____ AVAILABLE DATA

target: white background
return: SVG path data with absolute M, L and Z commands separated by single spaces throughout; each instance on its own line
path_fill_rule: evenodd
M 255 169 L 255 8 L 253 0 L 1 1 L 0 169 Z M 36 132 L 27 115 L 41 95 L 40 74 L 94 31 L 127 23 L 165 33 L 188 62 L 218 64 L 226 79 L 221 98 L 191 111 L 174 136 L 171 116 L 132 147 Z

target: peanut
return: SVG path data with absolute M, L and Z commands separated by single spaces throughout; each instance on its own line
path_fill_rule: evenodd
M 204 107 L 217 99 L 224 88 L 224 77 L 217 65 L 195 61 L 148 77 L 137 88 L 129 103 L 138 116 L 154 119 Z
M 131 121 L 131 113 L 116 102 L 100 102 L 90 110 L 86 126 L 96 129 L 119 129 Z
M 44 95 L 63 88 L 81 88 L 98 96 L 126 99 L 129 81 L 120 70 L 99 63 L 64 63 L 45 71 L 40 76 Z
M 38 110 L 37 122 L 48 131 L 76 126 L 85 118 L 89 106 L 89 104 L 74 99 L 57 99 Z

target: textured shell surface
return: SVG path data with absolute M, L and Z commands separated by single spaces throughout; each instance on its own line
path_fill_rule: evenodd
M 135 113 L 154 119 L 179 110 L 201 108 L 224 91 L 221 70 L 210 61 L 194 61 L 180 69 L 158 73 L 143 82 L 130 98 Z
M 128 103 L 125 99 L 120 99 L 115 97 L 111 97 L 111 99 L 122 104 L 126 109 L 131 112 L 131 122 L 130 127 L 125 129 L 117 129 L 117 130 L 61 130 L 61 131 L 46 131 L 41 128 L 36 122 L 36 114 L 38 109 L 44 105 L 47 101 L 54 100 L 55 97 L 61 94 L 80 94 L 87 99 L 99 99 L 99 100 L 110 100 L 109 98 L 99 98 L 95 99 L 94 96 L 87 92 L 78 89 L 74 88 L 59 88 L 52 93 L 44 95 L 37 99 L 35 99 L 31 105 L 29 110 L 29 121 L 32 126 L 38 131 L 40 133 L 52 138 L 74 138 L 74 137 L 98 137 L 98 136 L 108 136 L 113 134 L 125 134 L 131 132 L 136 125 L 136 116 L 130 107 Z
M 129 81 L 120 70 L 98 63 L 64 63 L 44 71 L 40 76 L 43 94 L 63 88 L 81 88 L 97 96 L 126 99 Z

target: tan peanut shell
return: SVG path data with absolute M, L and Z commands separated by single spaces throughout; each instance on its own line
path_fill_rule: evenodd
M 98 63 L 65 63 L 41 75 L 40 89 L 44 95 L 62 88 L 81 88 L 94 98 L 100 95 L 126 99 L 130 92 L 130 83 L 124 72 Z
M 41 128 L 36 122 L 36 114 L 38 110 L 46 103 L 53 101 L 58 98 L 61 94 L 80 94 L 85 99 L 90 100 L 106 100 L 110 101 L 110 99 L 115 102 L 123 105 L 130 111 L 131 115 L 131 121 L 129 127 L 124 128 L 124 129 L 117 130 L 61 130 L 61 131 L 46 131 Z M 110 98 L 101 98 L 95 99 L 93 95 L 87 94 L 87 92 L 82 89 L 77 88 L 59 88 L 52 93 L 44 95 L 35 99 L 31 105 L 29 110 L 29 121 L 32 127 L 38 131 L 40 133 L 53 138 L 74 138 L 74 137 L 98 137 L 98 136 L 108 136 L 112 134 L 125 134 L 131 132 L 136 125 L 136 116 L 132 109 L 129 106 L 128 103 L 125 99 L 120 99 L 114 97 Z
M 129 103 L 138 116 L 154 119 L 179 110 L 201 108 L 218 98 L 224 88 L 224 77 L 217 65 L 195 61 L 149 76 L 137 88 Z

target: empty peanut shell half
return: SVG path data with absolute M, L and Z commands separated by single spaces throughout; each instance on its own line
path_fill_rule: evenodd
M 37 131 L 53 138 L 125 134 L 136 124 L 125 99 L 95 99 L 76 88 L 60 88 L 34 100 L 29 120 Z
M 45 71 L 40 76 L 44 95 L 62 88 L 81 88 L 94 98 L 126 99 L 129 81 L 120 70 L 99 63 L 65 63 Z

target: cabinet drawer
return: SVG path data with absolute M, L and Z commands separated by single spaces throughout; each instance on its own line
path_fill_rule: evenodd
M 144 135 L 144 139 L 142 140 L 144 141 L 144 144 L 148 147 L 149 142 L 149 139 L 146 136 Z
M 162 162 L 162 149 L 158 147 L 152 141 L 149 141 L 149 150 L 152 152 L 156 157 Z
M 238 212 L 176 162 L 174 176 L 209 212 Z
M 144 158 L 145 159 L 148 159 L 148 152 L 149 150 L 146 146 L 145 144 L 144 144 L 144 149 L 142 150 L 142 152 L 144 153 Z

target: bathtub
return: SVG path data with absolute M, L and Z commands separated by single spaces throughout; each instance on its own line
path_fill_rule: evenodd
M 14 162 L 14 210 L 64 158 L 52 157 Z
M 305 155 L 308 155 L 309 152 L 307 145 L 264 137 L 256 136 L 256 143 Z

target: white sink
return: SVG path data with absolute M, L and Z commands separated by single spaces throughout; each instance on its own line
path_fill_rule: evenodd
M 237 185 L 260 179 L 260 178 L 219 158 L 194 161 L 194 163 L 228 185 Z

________

**PROBLEM TO WORK ON**
Please rewrite all of the items with "single spaces" swapped for "commas" and nothing else altered.

**CORRECT RESULT**
target: white background
return: SVG path data with absolute M, L and Z commands separated by commas throughout; each instance on its own line
path_fill_rule: evenodd
M 255 169 L 255 8 L 253 0 L 1 1 L 0 169 Z M 36 132 L 27 115 L 41 95 L 40 74 L 94 31 L 127 23 L 165 33 L 188 62 L 218 64 L 226 79 L 221 98 L 191 111 L 174 136 L 171 116 L 132 147 Z

target: peanut
return: SVG path data with absolute M, L and Z commands separated by commas throughout; each instance on its own line
path_fill_rule: evenodd
M 204 107 L 217 99 L 224 88 L 224 77 L 217 65 L 195 61 L 148 77 L 137 88 L 129 103 L 138 116 L 154 119 Z
M 131 121 L 131 113 L 116 102 L 100 102 L 90 110 L 86 126 L 96 129 L 119 129 Z
M 44 95 L 63 88 L 81 88 L 98 96 L 126 99 L 129 81 L 120 70 L 99 63 L 64 63 L 45 71 L 40 76 Z
M 38 110 L 37 122 L 48 131 L 76 126 L 85 118 L 89 106 L 89 104 L 74 99 L 57 99 Z

target: textured shell surface
return: SVG path data with absolute M, L and Z commands separated by commas throughout; each instance on its own line
path_fill_rule: evenodd
M 135 113 L 154 119 L 179 110 L 201 108 L 224 91 L 221 70 L 210 61 L 194 61 L 180 69 L 158 73 L 143 82 L 130 98 Z
M 128 103 L 125 99 L 120 99 L 115 97 L 111 97 L 111 99 L 122 104 L 126 109 L 131 112 L 131 122 L 130 127 L 125 129 L 117 129 L 117 130 L 61 130 L 61 131 L 46 131 L 41 128 L 36 122 L 36 114 L 38 109 L 44 105 L 47 101 L 54 100 L 55 97 L 61 94 L 80 94 L 87 99 L 99 99 L 99 100 L 110 100 L 109 98 L 99 98 L 95 99 L 94 96 L 87 92 L 78 89 L 74 88 L 59 88 L 52 93 L 44 95 L 37 99 L 35 99 L 31 105 L 29 110 L 29 121 L 32 126 L 38 131 L 40 133 L 52 138 L 74 138 L 74 137 L 98 137 L 98 136 L 108 136 L 113 134 L 125 134 L 131 132 L 136 125 L 136 116 L 130 107 Z
M 129 81 L 120 70 L 98 63 L 64 63 L 44 71 L 40 76 L 43 94 L 63 88 L 81 88 L 97 96 L 126 99 Z

target: tan peanut shell
return: SVG path data with absolute M, L and Z commands separated by commas throughout; each instance on its own line
path_fill_rule: evenodd
M 98 63 L 65 63 L 41 75 L 40 89 L 44 95 L 62 88 L 81 88 L 94 98 L 100 95 L 126 99 L 130 92 L 130 83 L 124 72 Z
M 41 128 L 36 122 L 36 114 L 38 110 L 46 103 L 53 101 L 58 98 L 61 94 L 80 94 L 85 99 L 90 100 L 106 100 L 110 101 L 110 99 L 115 102 L 123 105 L 130 111 L 131 115 L 131 121 L 129 127 L 124 128 L 124 129 L 117 130 L 61 130 L 61 131 L 46 131 Z M 110 98 L 101 98 L 95 99 L 93 95 L 87 94 L 87 92 L 82 89 L 77 88 L 59 88 L 52 93 L 44 95 L 35 99 L 31 105 L 29 110 L 29 121 L 32 127 L 38 131 L 40 133 L 53 138 L 74 138 L 74 137 L 98 137 L 98 136 L 108 136 L 112 134 L 125 134 L 131 132 L 136 125 L 136 116 L 132 109 L 129 106 L 128 103 L 125 99 L 120 99 L 114 97 Z
M 129 103 L 138 116 L 154 119 L 179 110 L 201 108 L 218 98 L 224 88 L 224 77 L 217 65 L 195 61 L 149 76 L 137 88 Z

target: empty peanut shell half
return: SVG path data with absolute M, L and Z commands separated by commas throughout; each instance on its own line
path_fill_rule: evenodd
M 37 131 L 53 138 L 125 134 L 136 124 L 125 99 L 95 99 L 76 88 L 60 88 L 34 100 L 29 120 Z
M 45 71 L 40 76 L 44 95 L 62 88 L 81 88 L 94 98 L 126 99 L 129 81 L 120 70 L 99 63 L 65 63 Z

target: cabinet drawer
return: SVG path data with absolute M, L and Z commands separated by commas throughout; each instance on its own line
path_fill_rule: evenodd
M 144 135 L 144 139 L 142 140 L 144 141 L 144 144 L 148 147 L 149 142 L 149 139 L 146 136 Z
M 162 162 L 162 149 L 158 147 L 152 141 L 149 141 L 149 150 L 152 152 L 156 157 Z
M 238 212 L 176 162 L 174 176 L 209 212 Z
M 144 158 L 145 159 L 148 159 L 148 152 L 149 150 L 146 146 L 145 144 L 144 144 L 144 149 L 142 150 L 142 152 L 144 153 Z

target: bathtub
return: SVG path data with absolute M, L and Z commands separated by commas throughout; each instance on its own line
path_fill_rule: evenodd
M 14 162 L 14 210 L 64 158 L 52 157 Z
M 305 155 L 308 155 L 309 152 L 307 145 L 264 137 L 256 136 L 256 143 Z

target: white sink
return: SVG path data with absolute M, L and Z commands separated by commas throughout; each instance on its own line
path_fill_rule: evenodd
M 237 185 L 260 179 L 260 178 L 219 158 L 194 161 L 194 163 L 228 185 Z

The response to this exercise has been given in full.